* [GOAL OF THE EXERCISE] Please mark each statement about the wartime evacuation text yes or no, quoting the words of the text that decide it: 1. Evacuations took place in waves in 1939, 1940 and 1944. 2. Jannette Tucker's younger sister took no toys with her. 3. Jannette Tucker was living in London before evacuation.

TEXT UNDER STUDY below:

Interviewer: “What did you think of that?”

Ronald McGill: “I just couldn't believe it! I just couldn't imagine the Germans in my house, it didn't make sense.”

Across the country throughout the war and particularly in three separate waves of 1939, 1940 and 1944, children, mothers and vulnerable citizens left their homes, not knowing where they would end up, who with, or for how long. Luggage had to be limited. Parents were issued with a list detailing what their children should take with them when evacuated. Though the list was short for such a journey, in fact many families struggled even to provide their children with all the items listed.

Jannette Tucker: “Oh, we weren't allowed to take too much you know, just sort of a change of clothing mainly, just a few clothes. And we had to wear a mac, strong shoes, that sort of thing but we didn't take a lot of toys or anything, there wouldn't have been room.”

Interviewer: “You know you were 12 and your younger sister was eight?”

Jannette Tucker: “Yes, yes.”

Interviewer: “Did she take anything?”

Jannette Tucker: “Oh yes, she took some toys you know, sort of dolls and that I think, you know. I can't remember which ones but sure she did.”

For many evacuees from poorer inner city areas, it was their first experience of the countryside.

Interviewer: “There must have been some little children who hadn't even been to the country as much as you had?”

Ronald McGill: “Never, some had never been. Literally some had never seen cattle.”

Jannette Tucker: “As I say we were quite excited and looking forward to it really because it sounded interesting to go and live in the country.”

Interviewer: “What did you imagine that meant to go to the country?”

Jannette Tucker: “Oh well I don't know, I suppose see all the animals and trees you know. It seemed nice to us, living in London.”

End of TEXT UNDER STUDY.
PROVIDED DATA below:

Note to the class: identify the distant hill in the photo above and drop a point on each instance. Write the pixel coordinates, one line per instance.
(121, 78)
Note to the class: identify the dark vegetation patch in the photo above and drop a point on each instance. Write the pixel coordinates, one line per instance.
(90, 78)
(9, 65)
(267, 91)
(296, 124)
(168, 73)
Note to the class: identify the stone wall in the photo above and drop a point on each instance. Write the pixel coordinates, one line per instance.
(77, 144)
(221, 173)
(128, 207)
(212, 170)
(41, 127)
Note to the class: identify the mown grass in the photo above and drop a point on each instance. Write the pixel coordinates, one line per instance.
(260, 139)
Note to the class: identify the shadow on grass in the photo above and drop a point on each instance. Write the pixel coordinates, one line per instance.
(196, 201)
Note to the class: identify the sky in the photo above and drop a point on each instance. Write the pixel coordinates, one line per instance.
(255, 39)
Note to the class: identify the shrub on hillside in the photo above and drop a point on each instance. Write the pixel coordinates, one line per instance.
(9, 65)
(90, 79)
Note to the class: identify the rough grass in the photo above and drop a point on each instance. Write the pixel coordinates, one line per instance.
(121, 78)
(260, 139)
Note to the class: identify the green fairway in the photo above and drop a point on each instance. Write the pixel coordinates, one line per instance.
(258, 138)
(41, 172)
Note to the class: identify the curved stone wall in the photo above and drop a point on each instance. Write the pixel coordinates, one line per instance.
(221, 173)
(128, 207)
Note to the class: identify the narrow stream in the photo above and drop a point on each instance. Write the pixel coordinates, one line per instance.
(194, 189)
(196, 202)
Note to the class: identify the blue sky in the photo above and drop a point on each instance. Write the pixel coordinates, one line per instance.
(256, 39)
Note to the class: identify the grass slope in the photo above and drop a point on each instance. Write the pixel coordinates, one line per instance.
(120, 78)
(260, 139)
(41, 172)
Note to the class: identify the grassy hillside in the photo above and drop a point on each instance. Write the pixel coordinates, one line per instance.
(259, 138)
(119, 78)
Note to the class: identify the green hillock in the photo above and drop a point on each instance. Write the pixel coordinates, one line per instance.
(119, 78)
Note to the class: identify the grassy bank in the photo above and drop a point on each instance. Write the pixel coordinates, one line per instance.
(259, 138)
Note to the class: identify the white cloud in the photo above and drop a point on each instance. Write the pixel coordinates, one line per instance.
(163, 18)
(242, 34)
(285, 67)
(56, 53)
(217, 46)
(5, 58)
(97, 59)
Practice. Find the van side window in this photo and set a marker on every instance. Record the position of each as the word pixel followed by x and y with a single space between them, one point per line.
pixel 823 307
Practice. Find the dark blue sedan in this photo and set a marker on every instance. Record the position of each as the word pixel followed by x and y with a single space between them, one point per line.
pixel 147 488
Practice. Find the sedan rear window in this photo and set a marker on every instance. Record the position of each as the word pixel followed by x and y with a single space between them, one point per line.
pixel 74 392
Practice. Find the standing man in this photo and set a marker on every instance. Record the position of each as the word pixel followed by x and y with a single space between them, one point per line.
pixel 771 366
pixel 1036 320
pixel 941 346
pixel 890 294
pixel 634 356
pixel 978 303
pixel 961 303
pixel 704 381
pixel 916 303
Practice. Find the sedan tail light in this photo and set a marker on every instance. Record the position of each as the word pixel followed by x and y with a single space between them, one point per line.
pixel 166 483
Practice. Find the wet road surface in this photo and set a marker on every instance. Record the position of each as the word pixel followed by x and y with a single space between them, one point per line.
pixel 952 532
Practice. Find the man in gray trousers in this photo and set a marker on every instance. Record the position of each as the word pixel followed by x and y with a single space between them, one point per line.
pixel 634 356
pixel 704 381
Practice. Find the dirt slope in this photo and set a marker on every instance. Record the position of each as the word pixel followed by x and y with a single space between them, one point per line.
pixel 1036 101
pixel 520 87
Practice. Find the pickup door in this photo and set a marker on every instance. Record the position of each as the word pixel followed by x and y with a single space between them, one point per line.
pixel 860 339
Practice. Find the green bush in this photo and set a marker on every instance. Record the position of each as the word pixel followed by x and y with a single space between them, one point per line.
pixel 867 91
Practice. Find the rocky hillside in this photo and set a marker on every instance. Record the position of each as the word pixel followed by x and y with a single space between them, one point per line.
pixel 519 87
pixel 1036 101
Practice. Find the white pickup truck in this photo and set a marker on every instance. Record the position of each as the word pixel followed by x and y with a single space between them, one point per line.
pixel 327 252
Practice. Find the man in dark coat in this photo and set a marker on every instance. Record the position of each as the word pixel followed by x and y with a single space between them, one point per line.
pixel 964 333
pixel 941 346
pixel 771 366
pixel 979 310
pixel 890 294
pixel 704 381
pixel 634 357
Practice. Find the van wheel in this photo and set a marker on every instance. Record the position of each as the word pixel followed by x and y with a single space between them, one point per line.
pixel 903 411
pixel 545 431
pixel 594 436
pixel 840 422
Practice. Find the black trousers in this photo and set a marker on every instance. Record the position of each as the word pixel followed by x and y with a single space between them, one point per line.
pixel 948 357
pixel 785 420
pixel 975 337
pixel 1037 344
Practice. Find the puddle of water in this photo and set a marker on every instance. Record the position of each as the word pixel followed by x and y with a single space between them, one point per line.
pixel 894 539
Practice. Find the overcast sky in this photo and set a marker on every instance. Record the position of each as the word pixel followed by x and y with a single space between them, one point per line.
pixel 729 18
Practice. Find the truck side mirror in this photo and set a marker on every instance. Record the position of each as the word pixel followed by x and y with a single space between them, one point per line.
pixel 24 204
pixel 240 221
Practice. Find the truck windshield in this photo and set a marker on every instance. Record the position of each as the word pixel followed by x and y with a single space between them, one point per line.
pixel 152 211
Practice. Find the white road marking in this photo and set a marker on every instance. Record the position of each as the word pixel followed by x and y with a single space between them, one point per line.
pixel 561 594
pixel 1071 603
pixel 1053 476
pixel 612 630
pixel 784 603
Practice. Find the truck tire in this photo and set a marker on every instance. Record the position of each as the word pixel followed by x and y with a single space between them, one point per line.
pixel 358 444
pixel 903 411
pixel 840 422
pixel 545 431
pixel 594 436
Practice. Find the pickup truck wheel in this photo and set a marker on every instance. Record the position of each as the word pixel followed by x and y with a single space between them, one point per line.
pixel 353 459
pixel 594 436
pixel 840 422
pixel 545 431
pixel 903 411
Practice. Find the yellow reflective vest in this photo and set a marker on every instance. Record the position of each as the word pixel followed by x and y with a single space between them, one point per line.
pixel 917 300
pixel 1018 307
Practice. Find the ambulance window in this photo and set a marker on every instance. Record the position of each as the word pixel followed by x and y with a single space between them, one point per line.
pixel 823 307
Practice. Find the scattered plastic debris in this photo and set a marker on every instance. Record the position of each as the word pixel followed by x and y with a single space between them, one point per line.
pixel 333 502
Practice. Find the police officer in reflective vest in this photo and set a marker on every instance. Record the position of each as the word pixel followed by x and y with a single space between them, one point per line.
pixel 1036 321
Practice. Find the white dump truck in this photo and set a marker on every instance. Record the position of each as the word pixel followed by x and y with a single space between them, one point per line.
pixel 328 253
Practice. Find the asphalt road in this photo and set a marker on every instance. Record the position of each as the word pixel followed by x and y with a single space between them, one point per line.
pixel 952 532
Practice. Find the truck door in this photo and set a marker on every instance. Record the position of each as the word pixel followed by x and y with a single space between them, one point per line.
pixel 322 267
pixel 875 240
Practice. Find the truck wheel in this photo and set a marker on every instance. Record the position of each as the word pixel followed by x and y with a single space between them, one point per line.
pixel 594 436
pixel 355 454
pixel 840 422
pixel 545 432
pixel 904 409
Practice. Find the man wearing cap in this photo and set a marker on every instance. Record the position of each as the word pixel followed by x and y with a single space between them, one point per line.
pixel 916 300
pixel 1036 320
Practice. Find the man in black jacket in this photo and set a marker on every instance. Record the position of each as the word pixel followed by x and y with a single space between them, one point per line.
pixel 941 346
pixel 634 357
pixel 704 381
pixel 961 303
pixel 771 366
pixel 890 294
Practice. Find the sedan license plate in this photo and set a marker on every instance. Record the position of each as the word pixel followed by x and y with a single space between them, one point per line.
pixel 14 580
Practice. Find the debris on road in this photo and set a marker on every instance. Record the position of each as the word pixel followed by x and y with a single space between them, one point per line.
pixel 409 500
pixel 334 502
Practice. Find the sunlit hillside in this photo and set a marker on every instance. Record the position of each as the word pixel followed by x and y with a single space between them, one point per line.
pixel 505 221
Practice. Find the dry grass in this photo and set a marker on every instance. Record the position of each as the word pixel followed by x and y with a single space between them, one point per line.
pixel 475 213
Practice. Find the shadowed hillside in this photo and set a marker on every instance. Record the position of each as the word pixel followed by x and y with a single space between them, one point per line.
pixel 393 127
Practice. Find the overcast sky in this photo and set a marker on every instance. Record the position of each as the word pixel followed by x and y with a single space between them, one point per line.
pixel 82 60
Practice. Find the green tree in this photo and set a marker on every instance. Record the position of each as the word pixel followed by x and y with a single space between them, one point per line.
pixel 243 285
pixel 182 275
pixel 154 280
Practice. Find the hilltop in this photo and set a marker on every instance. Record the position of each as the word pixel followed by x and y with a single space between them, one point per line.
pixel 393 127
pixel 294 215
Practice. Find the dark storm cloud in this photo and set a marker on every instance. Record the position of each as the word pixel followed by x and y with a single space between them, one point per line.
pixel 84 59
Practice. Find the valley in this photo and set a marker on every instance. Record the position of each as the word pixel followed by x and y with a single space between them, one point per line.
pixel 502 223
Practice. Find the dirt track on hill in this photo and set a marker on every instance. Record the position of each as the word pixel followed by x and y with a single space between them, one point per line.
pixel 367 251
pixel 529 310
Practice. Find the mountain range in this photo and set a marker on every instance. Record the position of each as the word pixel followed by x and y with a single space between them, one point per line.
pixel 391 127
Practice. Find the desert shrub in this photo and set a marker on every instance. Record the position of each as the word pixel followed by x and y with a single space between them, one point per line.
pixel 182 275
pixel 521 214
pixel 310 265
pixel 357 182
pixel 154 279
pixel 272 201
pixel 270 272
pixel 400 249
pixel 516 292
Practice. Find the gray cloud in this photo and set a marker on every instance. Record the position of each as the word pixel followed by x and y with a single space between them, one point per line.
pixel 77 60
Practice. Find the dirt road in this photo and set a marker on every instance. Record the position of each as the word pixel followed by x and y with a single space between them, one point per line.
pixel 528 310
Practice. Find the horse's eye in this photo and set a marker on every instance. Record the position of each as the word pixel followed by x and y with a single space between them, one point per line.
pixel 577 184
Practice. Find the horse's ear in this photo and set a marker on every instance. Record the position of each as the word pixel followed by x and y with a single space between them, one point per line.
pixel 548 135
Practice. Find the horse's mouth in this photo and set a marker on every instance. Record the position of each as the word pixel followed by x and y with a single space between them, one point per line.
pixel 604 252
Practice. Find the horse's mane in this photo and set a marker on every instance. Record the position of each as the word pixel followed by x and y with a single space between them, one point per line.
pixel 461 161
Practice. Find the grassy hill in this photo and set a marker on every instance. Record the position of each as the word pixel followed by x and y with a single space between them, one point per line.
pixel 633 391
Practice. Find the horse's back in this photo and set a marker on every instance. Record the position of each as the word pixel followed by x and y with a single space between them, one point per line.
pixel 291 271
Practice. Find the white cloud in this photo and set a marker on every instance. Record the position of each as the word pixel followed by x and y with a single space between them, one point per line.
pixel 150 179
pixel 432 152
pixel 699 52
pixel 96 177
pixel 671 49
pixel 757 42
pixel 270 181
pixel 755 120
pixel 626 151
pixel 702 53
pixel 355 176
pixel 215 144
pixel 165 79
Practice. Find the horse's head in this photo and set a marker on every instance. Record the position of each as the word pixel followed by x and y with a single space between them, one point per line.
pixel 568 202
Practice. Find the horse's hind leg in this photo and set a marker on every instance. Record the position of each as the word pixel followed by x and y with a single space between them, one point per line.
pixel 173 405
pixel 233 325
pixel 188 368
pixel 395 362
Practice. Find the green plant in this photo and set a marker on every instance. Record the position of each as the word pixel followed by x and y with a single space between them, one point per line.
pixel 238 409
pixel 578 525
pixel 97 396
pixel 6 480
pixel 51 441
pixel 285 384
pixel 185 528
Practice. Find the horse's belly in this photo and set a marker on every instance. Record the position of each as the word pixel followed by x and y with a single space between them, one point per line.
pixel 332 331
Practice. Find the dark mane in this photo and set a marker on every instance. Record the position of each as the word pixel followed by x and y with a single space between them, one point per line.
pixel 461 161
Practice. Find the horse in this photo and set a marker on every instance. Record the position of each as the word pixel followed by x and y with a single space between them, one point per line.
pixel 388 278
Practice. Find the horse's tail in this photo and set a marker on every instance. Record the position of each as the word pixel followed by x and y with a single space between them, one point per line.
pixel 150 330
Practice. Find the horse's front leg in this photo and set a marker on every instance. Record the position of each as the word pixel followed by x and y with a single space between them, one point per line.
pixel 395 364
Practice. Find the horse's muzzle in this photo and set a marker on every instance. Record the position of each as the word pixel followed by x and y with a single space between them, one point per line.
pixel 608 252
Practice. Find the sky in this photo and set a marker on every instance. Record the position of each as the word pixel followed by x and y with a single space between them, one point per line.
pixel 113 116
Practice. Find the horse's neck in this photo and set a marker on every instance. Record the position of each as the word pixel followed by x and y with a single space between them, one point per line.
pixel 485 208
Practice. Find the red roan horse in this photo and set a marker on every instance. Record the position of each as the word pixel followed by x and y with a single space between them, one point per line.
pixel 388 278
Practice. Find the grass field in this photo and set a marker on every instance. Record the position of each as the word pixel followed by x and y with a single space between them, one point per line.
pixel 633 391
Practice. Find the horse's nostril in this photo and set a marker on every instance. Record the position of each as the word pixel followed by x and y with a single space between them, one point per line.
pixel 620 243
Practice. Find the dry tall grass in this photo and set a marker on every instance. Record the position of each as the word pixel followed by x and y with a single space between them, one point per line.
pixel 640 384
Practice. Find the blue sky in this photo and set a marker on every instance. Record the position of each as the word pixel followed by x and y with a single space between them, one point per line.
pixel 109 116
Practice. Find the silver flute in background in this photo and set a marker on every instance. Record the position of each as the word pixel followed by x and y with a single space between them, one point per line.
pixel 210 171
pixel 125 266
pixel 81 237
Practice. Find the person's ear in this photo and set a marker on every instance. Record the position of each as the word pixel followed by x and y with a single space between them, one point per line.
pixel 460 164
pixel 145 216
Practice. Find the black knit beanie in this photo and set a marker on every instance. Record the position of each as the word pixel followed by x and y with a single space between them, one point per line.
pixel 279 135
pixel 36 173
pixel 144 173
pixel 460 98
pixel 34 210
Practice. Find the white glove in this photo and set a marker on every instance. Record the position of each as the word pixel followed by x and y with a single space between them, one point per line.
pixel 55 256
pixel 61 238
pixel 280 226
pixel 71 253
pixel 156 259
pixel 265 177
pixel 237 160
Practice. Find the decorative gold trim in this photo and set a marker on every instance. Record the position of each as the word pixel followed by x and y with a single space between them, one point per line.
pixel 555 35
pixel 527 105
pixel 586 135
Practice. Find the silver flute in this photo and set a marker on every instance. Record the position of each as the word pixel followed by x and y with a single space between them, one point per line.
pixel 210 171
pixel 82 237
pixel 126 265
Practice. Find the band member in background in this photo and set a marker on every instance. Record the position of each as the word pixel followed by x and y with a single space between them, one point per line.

End of PROVIDED DATA.

* [REPLY]
1. Yes: "particularly in three separate waves of 1939, 1940 and 1944"
2. No: "Oh yes, she took some toys you know"
3. Yes: "It seemed nice to us, living in London."